:: Ejercicios ::
- A) Transcribe al pie de la letra el pasaje del texto sobre la reforma constitucional que va desde "Se trata, como" hasta "de la administración.".
- B) Enumera todos los que, según el texto sobre la reforma constitucional, pueden llevar a cabo las reformas.

:: Texto seleccionado ::
::::::

Se trata, como dicen los entendidos, de una Constitución abierta, en la que pueden introducirse cambios fácilmente. El artículo 374 determina que las reformas pueden llevarse a cabo bien por el Congreso, por una Asamblea Constituyente o por el pueblo, mediante referendo. Aunque todo parece muy democrático, lo cierto es que es muy poco lo que la ciudadanía –el pueblo como lo señala demagógicamente el artículo–, ha aportado a todos estos procesos de tránsito constitucional. Por lo general, el trámite de estas reformas está antecedido de negociaciones y componendas políticas, en las que gravitan torcidos intereses personales. Así, los resultados no pueden ser muy halagüeños. En lugar de ser medios para el afianzamiento de la democracia, estas reformas alejan cada vez más a los ciudadanos de los centros de decisión política y fortalecen la autarquía en todos los niveles de la administración.

::::::

:: Listado de filas ::

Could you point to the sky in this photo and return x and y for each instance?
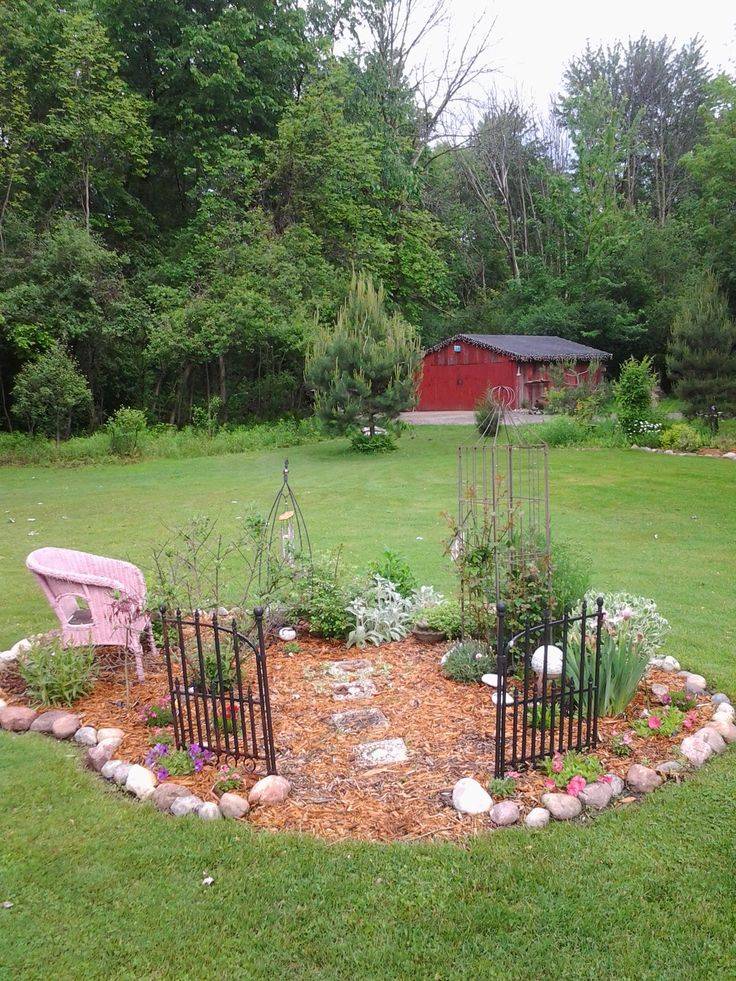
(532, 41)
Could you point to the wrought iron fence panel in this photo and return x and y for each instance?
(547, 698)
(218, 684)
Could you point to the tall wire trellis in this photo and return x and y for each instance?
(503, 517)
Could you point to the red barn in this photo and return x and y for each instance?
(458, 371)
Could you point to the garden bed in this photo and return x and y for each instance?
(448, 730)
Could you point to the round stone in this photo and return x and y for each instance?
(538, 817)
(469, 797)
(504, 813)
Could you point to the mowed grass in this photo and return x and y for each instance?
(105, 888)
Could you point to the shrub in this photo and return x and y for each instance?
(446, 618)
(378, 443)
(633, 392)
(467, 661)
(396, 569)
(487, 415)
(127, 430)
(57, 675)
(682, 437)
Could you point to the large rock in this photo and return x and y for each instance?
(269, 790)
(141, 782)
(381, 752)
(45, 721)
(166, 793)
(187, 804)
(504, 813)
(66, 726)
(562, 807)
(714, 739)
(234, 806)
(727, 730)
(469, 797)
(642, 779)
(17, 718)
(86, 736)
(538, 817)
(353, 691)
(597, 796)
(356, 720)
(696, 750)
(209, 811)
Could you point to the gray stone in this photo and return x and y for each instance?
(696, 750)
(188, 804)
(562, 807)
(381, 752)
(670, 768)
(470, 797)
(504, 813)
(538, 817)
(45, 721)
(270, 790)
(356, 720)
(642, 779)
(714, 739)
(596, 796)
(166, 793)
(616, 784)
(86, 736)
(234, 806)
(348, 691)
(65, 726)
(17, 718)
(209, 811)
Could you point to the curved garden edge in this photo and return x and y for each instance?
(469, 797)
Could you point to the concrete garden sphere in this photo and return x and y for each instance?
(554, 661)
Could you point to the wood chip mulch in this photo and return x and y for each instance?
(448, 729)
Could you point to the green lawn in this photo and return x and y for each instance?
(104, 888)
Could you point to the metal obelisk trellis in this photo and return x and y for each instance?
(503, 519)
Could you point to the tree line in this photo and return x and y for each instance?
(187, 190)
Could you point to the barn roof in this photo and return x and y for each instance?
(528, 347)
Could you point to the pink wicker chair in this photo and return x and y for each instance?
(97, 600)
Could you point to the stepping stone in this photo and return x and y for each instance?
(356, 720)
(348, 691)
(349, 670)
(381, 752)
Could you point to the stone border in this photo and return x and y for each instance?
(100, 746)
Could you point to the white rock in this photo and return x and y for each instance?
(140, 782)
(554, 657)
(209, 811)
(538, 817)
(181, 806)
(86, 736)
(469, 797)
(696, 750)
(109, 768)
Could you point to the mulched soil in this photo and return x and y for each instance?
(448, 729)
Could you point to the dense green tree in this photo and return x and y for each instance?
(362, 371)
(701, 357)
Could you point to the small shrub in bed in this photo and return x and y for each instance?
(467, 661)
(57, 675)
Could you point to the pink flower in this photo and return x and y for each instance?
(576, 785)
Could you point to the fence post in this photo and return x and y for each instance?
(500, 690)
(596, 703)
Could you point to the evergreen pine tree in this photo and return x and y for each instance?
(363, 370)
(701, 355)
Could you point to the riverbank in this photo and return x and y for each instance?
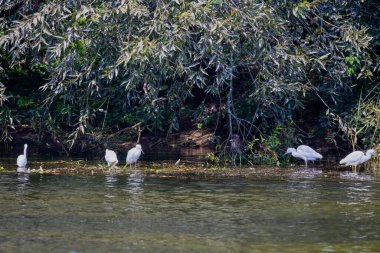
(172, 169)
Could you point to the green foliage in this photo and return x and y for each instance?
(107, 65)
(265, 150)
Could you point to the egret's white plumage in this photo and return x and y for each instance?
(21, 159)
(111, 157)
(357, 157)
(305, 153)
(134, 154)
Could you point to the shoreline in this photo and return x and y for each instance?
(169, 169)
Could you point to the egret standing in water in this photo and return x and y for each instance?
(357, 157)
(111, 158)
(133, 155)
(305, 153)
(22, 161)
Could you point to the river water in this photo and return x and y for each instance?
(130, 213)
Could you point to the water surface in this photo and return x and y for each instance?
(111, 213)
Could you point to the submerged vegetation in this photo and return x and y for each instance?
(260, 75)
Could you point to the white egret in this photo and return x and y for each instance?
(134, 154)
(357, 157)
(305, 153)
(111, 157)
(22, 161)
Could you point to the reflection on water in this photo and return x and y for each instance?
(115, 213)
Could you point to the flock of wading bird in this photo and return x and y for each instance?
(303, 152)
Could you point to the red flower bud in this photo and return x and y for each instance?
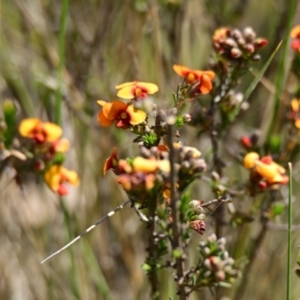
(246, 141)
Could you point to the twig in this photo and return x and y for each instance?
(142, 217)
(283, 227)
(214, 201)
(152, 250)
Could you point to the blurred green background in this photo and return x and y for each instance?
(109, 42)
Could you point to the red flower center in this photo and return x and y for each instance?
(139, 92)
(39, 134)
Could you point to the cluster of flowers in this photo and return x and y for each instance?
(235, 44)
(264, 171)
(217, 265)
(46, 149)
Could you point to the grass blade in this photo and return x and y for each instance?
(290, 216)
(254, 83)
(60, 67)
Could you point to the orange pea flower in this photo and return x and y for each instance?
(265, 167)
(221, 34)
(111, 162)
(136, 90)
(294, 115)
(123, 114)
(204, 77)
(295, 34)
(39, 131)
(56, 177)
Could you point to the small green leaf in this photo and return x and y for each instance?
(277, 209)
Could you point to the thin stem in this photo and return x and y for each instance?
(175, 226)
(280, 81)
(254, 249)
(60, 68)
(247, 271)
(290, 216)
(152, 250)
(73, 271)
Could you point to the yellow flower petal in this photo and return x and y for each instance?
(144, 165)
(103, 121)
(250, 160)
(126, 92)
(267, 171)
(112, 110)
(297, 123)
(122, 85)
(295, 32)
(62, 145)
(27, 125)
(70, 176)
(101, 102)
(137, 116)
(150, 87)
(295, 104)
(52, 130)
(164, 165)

::::::

:: Resultados por tarea ::
- A)
Se trata, como dicen los entendidos, de una Constitución abierta, en la que pueden introducirse cambios fácilmente. El artículo 374 determina que las reformas pueden llevarse a cabo bien por el Congreso, por una Asamblea Constituyente o por el pueblo, mediante referendo. Aunque todo parece muy democrático, lo cierto es que es muy poco lo que la ciudadanía –el pueblo como lo señala demagógicamente el artículo–, ha aportado a todos estos procesos de tránsito constitucional. Por lo general, el trámite de estas reformas está antecedido de negociaciones y componendas políticas, en las que gravitan torcidos intereses personales. Así, los resultados no pueden ser muy halagüeños. En lugar de ser medios para el afianzamiento de la democracia, estas reformas alejan cada vez más a los ciudadanos de los centros de decisión política y fortalecen la autarquía en todos los niveles de la administración.

- B)
- El Congreso
- Una Asamblea Constituyente
- El pueblo, mediante referendo